Tapi dengan adanya hal itu saya katakan BUKAN BERARTI liur anjing bersih... secara logis tetaplah kotor, karena liur dihasilkan oleh kelenjar ludah yang berfungsi untuk memudahkan proses makan dan pencernaan. Jangankan anjing, hewan lain pun sama, bahkan manusia, namun penelitian-penelitian banyak dilakukan dewasa ini sehingga banyak hal-hal baru yang tadinya kita tidak tahu, menjadi tahu.  Mengapa saya katakan bahwa hanya liur anjing yang mengenai bejana saja yang diwajibkan untuk disucikan dengan hukum 7 kali tersebut? Ada hal yang memperkuat hal tersebut yaitu :

يَسْـَٔلُونَكَ مَاذَآ أُحِلَّ لَهُمْ ۖ قُلْ أُحِلَّ لَكُمُ ٱلطَّيِّبَٰتُ ۙ وَمَا عَلَّمْتُم مِّنَ ٱلْجَوَارِحِ مُكَلِّبِينَ تُعَلِّمُونَهُنَّ مِمَّا عَلَّمَكُمُ ٱللَّهُ ۖ فَكُلُوا۟ مِمَّآ أَمْسَكْنَ عَلَيْكُمْ وَٱذْكُرُوا۟ ٱسْمَ ٱللَّهِ عَلَيْهِ ۖ وَٱتَّقُوا۟ ٱللَّهَ ۚ إِنَّ ٱللَّهَ سَرِيعُ ٱلْحِسَابِ

Mereka menanyakan kepadamu: "Apakah yang dihalalkan bagi mereka?". Katakanlah: "Dihalalkan bagimu yang baik-baik dan (buruan yang ditangkap) oleh binatang buas yang telah kamu ajar dengan melatih nya untuk berburu; kamu mengajarnya menurut apa yang telah diajarkan Allah kepadamu. Maka makanlah dari apa yang ditangkapnya untukmu, dan sebutlah nama Allah atas binatang buas itu (waktu melepaskannya). Dan bertakwalah kepada Allah, sesungguhnya Allah amat cepat hisab-Nya. (QS Al-maidaah 4)

:::::

**TUGAS LATIHAN 1**:
Tentukan apakah setiap pernyataan berikut sesuai dengan kutipan tentang liur anjing dan sertakan kata-kata kutipan yang menjadi dasarnya: (a) liur anjing itu bersih; (b) liur dihasilkan oleh kelenjar ludah; (c) ayat yang dikutip adalah QS Al-maidaah 4.
Baris-baris data tidak berhubungan dengan kutipan ini.

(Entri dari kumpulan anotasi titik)
:::::

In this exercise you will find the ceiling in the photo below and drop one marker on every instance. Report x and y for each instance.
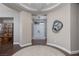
(32, 7)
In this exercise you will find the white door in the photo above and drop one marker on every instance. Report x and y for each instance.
(39, 31)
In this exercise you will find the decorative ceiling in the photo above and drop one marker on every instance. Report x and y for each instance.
(35, 8)
(39, 6)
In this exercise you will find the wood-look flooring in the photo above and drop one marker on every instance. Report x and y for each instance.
(13, 49)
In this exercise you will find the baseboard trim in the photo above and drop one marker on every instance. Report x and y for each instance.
(69, 52)
(16, 43)
(25, 44)
(75, 52)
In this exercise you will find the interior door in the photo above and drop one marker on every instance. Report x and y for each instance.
(39, 31)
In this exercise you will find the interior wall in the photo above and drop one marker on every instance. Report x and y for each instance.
(78, 23)
(25, 28)
(7, 12)
(74, 27)
(62, 38)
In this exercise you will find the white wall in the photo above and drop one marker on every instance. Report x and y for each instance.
(25, 28)
(62, 38)
(7, 12)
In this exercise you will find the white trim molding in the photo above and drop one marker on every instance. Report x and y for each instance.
(60, 48)
(23, 45)
(75, 52)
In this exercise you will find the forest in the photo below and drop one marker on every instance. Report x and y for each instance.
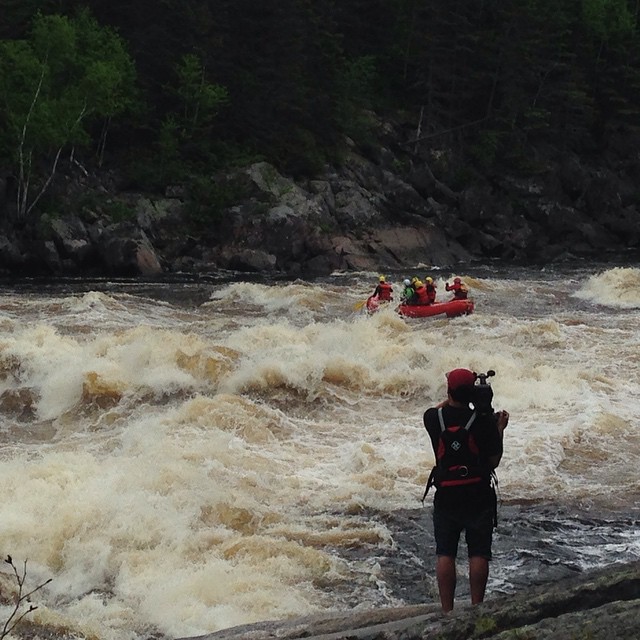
(175, 90)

:::::

**TUGAS LATIHAN 2**:
Tuliskan kembali baris data, mulai dari baris yang memuat "In this exercise you will find the interior wall" sampai baris terakhir data, termasuk kedua ujungnya. Gambar tidak perlu disertakan.

**HASIL TUGAS 1**:
(a) Tidak: "BUKAN BERARTI liur anjing bersih"
(b) Ya: "liur dihasilkan oleh kelenjar ludah yang berfungsi untuk memudahkan proses makan dan pencernaan"
(c) Ya: "(QS Al-maidaah 4)"

**HASIL TUGAS 2**:
In this exercise you will find the interior wall in the photo above and drop one marker on every instance. Report x and y for each instance.
(78, 23)
(25, 28)
(7, 12)
(74, 27)
(62, 38)
In this exercise you will find the white wall in the photo above and drop one marker on every instance. Report x and y for each instance.
(25, 28)
(62, 38)
(7, 12)
In this exercise you will find the white trim molding in the photo above and drop one marker on every instance. Report x and y for each instance.
(60, 48)
(23, 45)
(75, 52)
In this exercise you will find the forest in the photo below and drop one marker on every instance. Report x and y for each instance.
(175, 90)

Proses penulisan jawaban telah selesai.